Swap every "marker" in the rows below for "pin", and write the rows out again with nothing else changed.

_DATA RECORDS_:
·····
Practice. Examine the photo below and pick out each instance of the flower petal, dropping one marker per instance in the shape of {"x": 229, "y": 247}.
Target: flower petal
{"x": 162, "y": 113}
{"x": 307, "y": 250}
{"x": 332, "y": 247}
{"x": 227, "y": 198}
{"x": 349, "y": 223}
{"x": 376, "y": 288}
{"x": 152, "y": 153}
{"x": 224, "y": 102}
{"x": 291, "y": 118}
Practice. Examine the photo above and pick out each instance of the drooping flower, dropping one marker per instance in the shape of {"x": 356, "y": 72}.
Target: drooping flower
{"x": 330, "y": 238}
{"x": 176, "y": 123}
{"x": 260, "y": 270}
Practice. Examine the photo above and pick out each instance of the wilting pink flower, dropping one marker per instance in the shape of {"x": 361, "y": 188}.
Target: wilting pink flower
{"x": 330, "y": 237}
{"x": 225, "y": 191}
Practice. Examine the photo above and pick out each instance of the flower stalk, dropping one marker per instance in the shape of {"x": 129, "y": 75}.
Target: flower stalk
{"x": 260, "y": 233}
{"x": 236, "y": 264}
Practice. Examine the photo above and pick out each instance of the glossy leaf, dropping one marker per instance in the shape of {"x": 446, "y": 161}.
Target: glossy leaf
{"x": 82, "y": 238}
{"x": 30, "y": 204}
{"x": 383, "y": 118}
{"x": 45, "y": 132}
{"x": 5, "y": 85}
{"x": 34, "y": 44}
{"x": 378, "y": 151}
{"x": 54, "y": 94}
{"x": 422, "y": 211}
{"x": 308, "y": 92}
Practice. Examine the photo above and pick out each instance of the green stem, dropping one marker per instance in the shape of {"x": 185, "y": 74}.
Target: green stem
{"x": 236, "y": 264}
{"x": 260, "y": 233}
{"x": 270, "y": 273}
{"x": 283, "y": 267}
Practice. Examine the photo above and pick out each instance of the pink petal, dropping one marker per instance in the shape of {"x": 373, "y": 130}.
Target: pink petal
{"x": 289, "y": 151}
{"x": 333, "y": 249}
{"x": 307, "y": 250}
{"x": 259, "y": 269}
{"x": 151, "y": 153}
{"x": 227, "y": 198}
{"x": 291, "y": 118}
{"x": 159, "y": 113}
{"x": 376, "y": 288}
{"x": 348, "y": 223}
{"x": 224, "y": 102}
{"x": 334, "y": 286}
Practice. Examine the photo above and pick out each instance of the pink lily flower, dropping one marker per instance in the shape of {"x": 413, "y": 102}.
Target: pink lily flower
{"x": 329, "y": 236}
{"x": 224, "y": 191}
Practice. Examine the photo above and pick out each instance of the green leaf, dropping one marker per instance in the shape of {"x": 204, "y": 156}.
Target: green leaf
·····
_TASK OUTPUT_:
Practice. Examine the photo below and pick out each instance of the flower petal, dropping one pin per instance in the shape of {"x": 229, "y": 247}.
Target: flower petal
{"x": 162, "y": 113}
{"x": 307, "y": 250}
{"x": 332, "y": 247}
{"x": 227, "y": 198}
{"x": 349, "y": 223}
{"x": 376, "y": 288}
{"x": 152, "y": 153}
{"x": 224, "y": 102}
{"x": 291, "y": 118}
Practice. Examine the photo above and pick out each instance of the drooping flower, dropping one pin per instance in the shape of {"x": 356, "y": 72}.
Target: drooping flower
{"x": 330, "y": 238}
{"x": 176, "y": 123}
{"x": 260, "y": 270}
Practice. Examine the photo above and pick out each instance of the wilting pink flower, dropping one pin per instance in the shape of {"x": 361, "y": 188}.
Target: wilting pink flower
{"x": 330, "y": 237}
{"x": 225, "y": 191}
Practice. Examine the photo above and pick out each instance of the flower stalk, dropping one pin per instance in the shape of {"x": 129, "y": 75}.
Target: flower stalk
{"x": 260, "y": 233}
{"x": 236, "y": 264}
Practice. Examine the photo above and pick out each instance of the glossy leaf, dropping one pin per instance in the shape of {"x": 446, "y": 161}.
Target: glossy leaf
{"x": 82, "y": 238}
{"x": 30, "y": 204}
{"x": 383, "y": 118}
{"x": 45, "y": 132}
{"x": 5, "y": 85}
{"x": 34, "y": 44}
{"x": 378, "y": 151}
{"x": 54, "y": 94}
{"x": 422, "y": 211}
{"x": 308, "y": 92}
Practice. Examine the photo above and pick out each instance of the green stem, dropping one pin per instance in the shape of {"x": 185, "y": 74}.
Target: green stem
{"x": 236, "y": 264}
{"x": 260, "y": 233}
{"x": 270, "y": 273}
{"x": 283, "y": 267}
Practice. Examine the photo above and pick out each instance of the pink petal, dropping one pin per instance in the shape of {"x": 373, "y": 130}.
Target: pink petal
{"x": 289, "y": 151}
{"x": 333, "y": 249}
{"x": 307, "y": 250}
{"x": 259, "y": 269}
{"x": 151, "y": 153}
{"x": 227, "y": 198}
{"x": 291, "y": 118}
{"x": 159, "y": 113}
{"x": 376, "y": 288}
{"x": 348, "y": 223}
{"x": 224, "y": 102}
{"x": 334, "y": 286}
Practice. Examine the photo above and pick out each instance of the pink lily flower, dropping one pin per instance in the shape of {"x": 413, "y": 102}.
Target: pink lily flower
{"x": 329, "y": 236}
{"x": 224, "y": 191}
Practice. Examine the photo above and pick out each instance of the green leaf, dropping one pin per instance in the shape of {"x": 204, "y": 156}.
Target: green leaf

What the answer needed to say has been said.